What to produce:
Apart from the pictures, write out the records that follow exactly.

Dataset items:
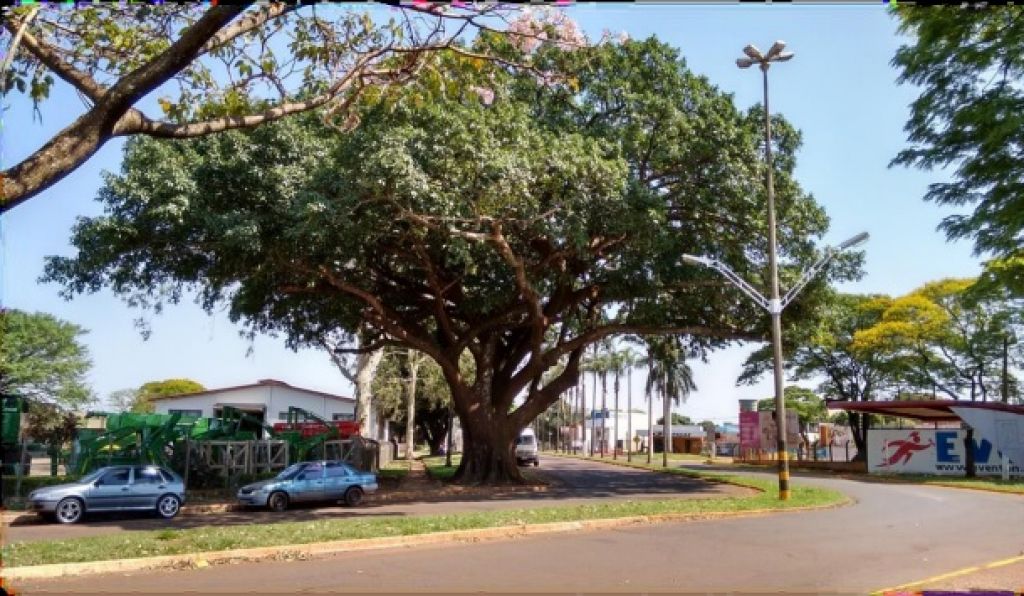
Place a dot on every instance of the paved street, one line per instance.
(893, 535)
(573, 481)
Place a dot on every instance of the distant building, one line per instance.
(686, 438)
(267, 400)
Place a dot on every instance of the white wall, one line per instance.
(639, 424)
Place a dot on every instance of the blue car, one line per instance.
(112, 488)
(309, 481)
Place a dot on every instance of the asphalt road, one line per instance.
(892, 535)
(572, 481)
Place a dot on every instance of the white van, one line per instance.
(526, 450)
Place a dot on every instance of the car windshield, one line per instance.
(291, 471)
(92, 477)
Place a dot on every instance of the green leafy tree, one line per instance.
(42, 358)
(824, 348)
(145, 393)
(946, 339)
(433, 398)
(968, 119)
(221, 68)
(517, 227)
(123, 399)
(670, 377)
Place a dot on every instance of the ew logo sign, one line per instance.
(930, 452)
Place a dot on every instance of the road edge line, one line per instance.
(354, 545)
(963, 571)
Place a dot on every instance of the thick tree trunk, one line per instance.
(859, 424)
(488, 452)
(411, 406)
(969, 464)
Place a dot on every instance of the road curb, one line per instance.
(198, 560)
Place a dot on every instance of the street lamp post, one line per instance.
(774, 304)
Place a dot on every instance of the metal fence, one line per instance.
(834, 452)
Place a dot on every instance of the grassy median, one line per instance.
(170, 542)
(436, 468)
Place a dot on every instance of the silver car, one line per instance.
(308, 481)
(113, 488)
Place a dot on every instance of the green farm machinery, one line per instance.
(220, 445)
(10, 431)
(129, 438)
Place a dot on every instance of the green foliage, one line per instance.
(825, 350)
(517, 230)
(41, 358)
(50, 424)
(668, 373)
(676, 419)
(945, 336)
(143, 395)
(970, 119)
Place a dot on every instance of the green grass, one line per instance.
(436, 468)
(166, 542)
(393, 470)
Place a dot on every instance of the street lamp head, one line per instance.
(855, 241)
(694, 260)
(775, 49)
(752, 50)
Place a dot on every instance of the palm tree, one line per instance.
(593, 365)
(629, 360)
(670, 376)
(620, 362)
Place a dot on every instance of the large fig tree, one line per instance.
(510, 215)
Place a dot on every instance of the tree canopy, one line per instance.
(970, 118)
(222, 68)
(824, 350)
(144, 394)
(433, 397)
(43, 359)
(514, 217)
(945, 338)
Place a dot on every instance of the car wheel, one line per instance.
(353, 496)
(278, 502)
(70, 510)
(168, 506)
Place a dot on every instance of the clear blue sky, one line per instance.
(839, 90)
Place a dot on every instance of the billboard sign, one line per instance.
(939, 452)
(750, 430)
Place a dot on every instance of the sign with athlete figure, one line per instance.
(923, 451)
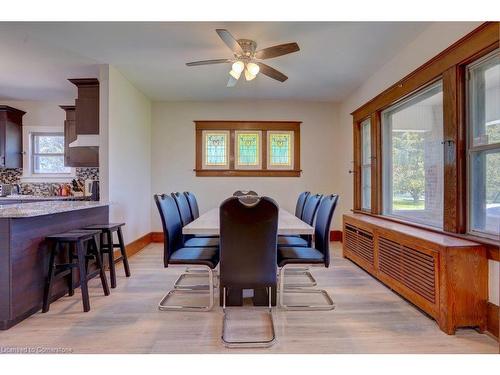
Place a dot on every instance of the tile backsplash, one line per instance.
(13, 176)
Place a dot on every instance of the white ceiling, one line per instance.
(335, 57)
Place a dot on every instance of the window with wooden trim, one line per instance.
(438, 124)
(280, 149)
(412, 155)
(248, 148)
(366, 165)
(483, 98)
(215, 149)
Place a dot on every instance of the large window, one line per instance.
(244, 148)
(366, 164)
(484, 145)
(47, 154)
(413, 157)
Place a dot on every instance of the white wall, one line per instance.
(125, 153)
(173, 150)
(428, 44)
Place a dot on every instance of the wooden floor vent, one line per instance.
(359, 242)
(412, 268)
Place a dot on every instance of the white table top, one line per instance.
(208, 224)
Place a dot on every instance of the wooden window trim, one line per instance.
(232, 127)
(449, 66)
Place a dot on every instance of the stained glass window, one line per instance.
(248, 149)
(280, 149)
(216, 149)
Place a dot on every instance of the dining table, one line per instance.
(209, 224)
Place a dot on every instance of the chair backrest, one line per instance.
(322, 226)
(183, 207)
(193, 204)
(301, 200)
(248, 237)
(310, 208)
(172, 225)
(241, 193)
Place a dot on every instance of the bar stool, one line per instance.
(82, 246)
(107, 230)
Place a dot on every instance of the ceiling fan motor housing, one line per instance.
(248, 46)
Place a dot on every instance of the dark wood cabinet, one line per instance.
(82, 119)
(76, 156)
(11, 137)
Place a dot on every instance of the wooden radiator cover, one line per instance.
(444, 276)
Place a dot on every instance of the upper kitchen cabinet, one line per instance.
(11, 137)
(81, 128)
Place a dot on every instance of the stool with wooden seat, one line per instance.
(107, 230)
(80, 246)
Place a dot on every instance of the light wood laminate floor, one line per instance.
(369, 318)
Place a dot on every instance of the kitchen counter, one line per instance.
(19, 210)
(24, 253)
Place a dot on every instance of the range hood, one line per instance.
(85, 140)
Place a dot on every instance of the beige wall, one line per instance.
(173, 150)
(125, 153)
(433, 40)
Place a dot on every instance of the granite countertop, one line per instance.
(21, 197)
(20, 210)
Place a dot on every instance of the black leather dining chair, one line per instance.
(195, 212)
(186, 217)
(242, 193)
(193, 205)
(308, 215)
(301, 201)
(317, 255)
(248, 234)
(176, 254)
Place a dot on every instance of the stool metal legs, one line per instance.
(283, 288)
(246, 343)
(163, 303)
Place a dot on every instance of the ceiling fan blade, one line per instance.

Exercise answer:
Place a dot on every instance of the paved street, one line per instance.
(893, 535)
(573, 481)
Place a dot on every instance of the distant building, one line per instance.
(686, 438)
(267, 400)
Place a dot on every instance of the white wall, one line per instance.
(639, 424)
Place a dot on every instance of the blue car, one line per instance.
(112, 488)
(309, 481)
Place a dot on every instance of the asphalt road, one line per instance.
(892, 535)
(572, 481)
Place a dot on every instance of the white van, one line per instance.
(526, 450)
Place a dot on every instance of the car windshield, one line per instance.
(291, 471)
(92, 477)
Place a dot on every instance of the green leafy tree, one line per instance.
(42, 358)
(824, 348)
(145, 393)
(946, 339)
(433, 398)
(968, 119)
(221, 68)
(517, 227)
(123, 399)
(670, 377)
Place a dot on every instance of the ew logo sign, one line per instance.
(930, 452)
Place a dot on every instance of the road edge line, one line per instance.
(354, 545)
(963, 571)
Place a dot on every instance of the thick tree trunk, one line per instance.
(859, 424)
(488, 452)
(411, 406)
(969, 464)
Place a dot on every instance of the road curb, one line per instance.
(198, 560)
Place a dot on every instance of the street lamp post, one line per instance.
(774, 304)
Place a dot on every instance of the metal fence, one line per instance.
(834, 452)
Place a dot on every instance of the grassy median, one line per instance.
(170, 542)
(436, 468)
Place a dot on every instance of the silver car, one line per instance.
(308, 481)
(113, 488)
Place a dot on every instance of the green farm machinery, one line per instance.
(220, 445)
(10, 431)
(129, 438)
Place a dot on every instance of the green foliage, one line per instance.
(825, 350)
(517, 230)
(41, 358)
(50, 424)
(668, 373)
(676, 419)
(945, 336)
(143, 395)
(970, 119)
Place a dot on every instance of the green grass, one line per instance.
(436, 468)
(166, 542)
(393, 470)
Place a dot on every instance of the street lamp head, one line per instance.
(855, 241)
(694, 260)
(775, 49)
(752, 50)
Place a dot on every instance of the palm tree, one line per instance.
(593, 365)
(629, 360)
(670, 376)
(620, 362)
Place a dot on every instance of the large fig tree, one line per instance.
(510, 215)
Place a dot on every instance of the tree canopy, one line per instance.
(970, 118)
(222, 68)
(824, 350)
(144, 394)
(433, 397)
(43, 359)
(514, 217)
(945, 338)
Place a dot on every instance of the car wheel, one line per instance.
(353, 496)
(278, 502)
(70, 510)
(168, 506)
Place a dot on every instance of the clear blue sky, one line per instance.
(839, 90)
Place a dot on every instance of the billboard sign, one line per instance.
(939, 452)
(750, 430)
Place a dot on every instance of the sign with athlete figure, one line per instance.
(923, 451)
Place a dot on every instance of the tile backsplash, one line per instance.
(13, 176)
Place a dot on every instance of the white ceiling, one line per instance.
(335, 57)
Place a dot on every instance of the window with wooden trim, one line per instance.
(438, 124)
(280, 149)
(412, 155)
(248, 148)
(366, 165)
(483, 98)
(215, 149)
Place a dot on every instance of the large window, one line per instance.
(244, 148)
(366, 164)
(484, 145)
(47, 154)
(413, 157)
Place a dot on every instance of the white wall, one line per instance.
(125, 153)
(173, 150)
(428, 44)
Place a dot on every instance of the wooden floor vent, one line per instance.
(359, 242)
(412, 268)
Place a dot on every instance of the white table top, one line per instance.
(208, 224)
Place a dot on every instance of the wooden window trim, one line per instance.
(232, 127)
(449, 66)
Place a dot on every instance of the stained glass window, one line per instance.
(248, 149)
(280, 149)
(216, 149)
Place a dot on every instance of the dining table, one line per instance.
(209, 224)
Place a dot on every instance of the chair backrest, one line per instance.
(322, 226)
(183, 207)
(193, 204)
(301, 200)
(248, 237)
(310, 208)
(172, 225)
(241, 193)
Place a dot on every instance of the bar stool, one line per instance.
(82, 246)
(107, 230)
Place a dot on every instance of the ceiling fan motor housing, one line per instance.
(248, 46)
Place a dot on every instance of the dark wood cabinet, one line per instance.
(82, 119)
(76, 156)
(11, 137)
Place a dot on every instance of the wooden radiator cover, one line per instance.
(444, 276)
Place a dot on every instance of the upper kitchen cabinet, one line per instance.
(11, 137)
(81, 128)
Place a dot on every instance of the stool with wooden seat, one line per instance.
(107, 230)
(80, 246)
Place a dot on every instance of the light wood laminate floor, one line per instance.
(369, 318)
Place a dot on every instance of the kitchen counter, one line per instance.
(19, 210)
(24, 253)
Place a dot on every instance of the range hood, one line per instance.
(85, 140)
Place a dot on every instance of the beige wall, one line per instance.
(173, 150)
(125, 153)
(433, 40)
Place a dot on every instance of the granite countertop, one line per instance.
(21, 197)
(20, 210)
Place a dot on every instance of the black leather dining chair, one line per instance.
(195, 212)
(186, 217)
(242, 193)
(193, 205)
(308, 215)
(301, 201)
(317, 255)
(248, 234)
(176, 254)
Place a dot on every instance of the stool metal legs, one line per instance.
(283, 288)
(246, 343)
(163, 303)
Place a dot on every instance of the ceiling fan blade, one line per instance.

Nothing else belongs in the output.